The request ::
Print every line of the data below verbatim, without changing a single character.

[Coordinate annotation records]
----
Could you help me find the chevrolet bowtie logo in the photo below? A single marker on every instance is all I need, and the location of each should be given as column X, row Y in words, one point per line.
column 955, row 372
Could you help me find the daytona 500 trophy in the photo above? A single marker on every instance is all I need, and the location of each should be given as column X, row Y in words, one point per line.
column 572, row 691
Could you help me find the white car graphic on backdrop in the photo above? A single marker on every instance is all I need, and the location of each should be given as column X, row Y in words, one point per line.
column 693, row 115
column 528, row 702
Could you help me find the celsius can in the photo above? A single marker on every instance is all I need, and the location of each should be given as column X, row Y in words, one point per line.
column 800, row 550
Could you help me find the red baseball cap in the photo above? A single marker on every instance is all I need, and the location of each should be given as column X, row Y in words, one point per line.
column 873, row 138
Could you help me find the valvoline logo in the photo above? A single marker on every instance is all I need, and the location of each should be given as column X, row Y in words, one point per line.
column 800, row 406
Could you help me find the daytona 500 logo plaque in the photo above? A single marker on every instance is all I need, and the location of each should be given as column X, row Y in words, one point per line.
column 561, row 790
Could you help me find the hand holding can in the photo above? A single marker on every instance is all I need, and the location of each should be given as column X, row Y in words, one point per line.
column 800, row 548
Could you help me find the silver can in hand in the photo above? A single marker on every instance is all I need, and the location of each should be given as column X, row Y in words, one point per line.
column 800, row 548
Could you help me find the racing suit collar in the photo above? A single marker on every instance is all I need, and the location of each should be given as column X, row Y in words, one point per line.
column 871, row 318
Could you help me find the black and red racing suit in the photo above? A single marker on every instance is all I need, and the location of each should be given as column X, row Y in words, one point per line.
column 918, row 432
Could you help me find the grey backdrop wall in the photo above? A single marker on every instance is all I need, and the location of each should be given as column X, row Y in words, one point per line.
----
Answer to this problem ::
Could you help me find the chevrolet bowtie logo in the photo below? A single marker on every instance is all I need, and the location of each should be given as column X, row Y in words, one point per line.
column 955, row 372
Could you help me find the daytona 500 trophy in the photo above? A single marker on every instance is all I need, and the location of each should be given as column X, row Y in words, one point per line.
column 572, row 691
Could you help me find the white car graphic on backdrop in the photo above? A single marker on every instance is all I need, and the location of each should be given as column X, row Y in words, one point per line.
column 693, row 115
column 528, row 702
Could you help me find the celsius can in the photo above? A single marker on every instance is all I need, and the location of each should be given as column X, row Y in words, one point per line.
column 800, row 550
Could you help me find the red baseball cap in the photo above? A single marker on every instance is all I need, and the location of each should be given as column X, row Y in words, one point per line.
column 873, row 138
Could you help me find the valvoline logo in the photo above? A single marker on every instance is all I need, and the location of each should be given as column X, row Y in words, one point per line.
column 800, row 406
Could you help me find the daytona 500 logo plaque in the photo above? A single marker on every instance is all I need, and the location of each should be given as column X, row Y in words, one point per line.
column 561, row 790
Could you help me find the hand holding can in the photo above? A single marker on every instance is all I need, and the location of each should be given as column X, row Y in words, one point per line.
column 800, row 548
Could you help me find the silver can in hand in the photo above? A single marker on every instance is all I need, and the location of each should be given as column X, row Y in words, one point per line.
column 800, row 548
Could you help me find the racing suit collar in the photo above? A single marker on every instance is all I need, and the location of each should be given as column X, row Y in words, one point per line.
column 871, row 318
Could you help me find the black and red racing suit in the photo above? A single marker on every instance is all I need, and the location of each should be given as column X, row Y in words, one point per line.
column 918, row 432
Could you help me find the grey backdrop wall in the photo above? A single marker on every instance is all I need, and the location of each should be given as column X, row Y in words, one point per line.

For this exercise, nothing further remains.